_WHAT IS NEEDED_. Count the lines in the material below that contain the string "lemon" in the same case, and reply with the number alone.

Excerpts from a detection dataset:
▶

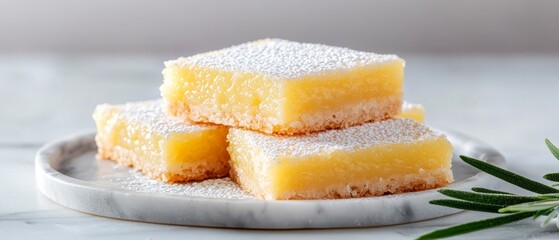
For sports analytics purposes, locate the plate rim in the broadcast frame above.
[35,129,506,229]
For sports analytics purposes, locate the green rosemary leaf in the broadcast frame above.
[460,156,559,194]
[429,199,504,213]
[417,213,533,240]
[540,207,559,227]
[439,189,541,206]
[545,138,559,160]
[543,173,559,182]
[499,200,559,213]
[536,193,559,200]
[532,208,553,220]
[472,187,516,195]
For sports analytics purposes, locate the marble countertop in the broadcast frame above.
[0,55,559,240]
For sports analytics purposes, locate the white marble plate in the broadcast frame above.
[35,129,505,229]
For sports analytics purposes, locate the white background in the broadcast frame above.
[0,0,559,55]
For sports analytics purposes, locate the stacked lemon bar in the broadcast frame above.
[94,39,452,200]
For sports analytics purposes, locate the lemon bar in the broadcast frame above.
[93,100,229,182]
[160,39,405,134]
[227,118,453,200]
[396,102,425,123]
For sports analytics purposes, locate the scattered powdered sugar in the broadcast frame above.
[402,102,423,112]
[234,118,443,159]
[165,39,403,79]
[105,170,254,199]
[103,99,221,136]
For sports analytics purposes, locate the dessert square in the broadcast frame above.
[396,102,425,123]
[227,118,453,200]
[93,100,229,182]
[160,39,405,134]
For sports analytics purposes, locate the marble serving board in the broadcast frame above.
[35,131,505,229]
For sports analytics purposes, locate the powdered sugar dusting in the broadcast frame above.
[104,170,254,199]
[98,99,218,136]
[230,118,444,158]
[165,39,404,79]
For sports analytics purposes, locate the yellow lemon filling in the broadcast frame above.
[93,100,229,182]
[228,118,452,199]
[160,39,405,134]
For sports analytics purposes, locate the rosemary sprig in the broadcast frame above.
[417,213,532,240]
[460,156,559,194]
[472,187,516,195]
[418,139,559,239]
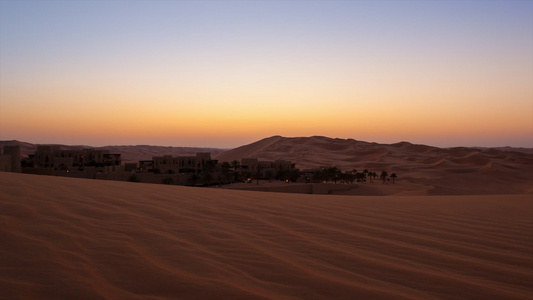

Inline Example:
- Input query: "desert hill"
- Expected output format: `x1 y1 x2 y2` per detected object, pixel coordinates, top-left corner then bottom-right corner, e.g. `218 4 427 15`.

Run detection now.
0 172 533 299
216 136 533 194
0 141 226 163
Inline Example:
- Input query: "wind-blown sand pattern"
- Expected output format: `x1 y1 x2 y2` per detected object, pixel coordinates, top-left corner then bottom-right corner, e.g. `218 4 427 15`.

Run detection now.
0 173 533 299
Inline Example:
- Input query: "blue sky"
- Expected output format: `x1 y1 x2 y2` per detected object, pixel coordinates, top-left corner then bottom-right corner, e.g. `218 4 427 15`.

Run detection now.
0 1 533 147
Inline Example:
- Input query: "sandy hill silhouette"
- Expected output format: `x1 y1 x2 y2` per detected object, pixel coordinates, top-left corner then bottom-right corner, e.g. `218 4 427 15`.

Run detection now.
216 136 533 194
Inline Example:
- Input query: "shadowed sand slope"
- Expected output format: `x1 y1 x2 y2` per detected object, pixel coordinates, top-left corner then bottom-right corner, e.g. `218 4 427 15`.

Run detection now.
0 173 533 299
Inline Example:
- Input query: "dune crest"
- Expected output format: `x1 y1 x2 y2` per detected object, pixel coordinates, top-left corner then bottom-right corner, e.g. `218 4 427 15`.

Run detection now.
215 136 533 195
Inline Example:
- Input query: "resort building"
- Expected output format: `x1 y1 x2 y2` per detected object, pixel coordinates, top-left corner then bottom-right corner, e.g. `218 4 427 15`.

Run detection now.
241 158 295 177
139 152 217 174
29 145 122 169
0 146 22 173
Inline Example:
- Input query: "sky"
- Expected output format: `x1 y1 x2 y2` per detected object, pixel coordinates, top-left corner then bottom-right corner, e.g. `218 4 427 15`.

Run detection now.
0 0 533 148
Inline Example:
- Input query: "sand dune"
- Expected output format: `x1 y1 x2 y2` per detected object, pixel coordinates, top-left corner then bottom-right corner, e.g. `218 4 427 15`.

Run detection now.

◀

_THE SOLUTION_. 3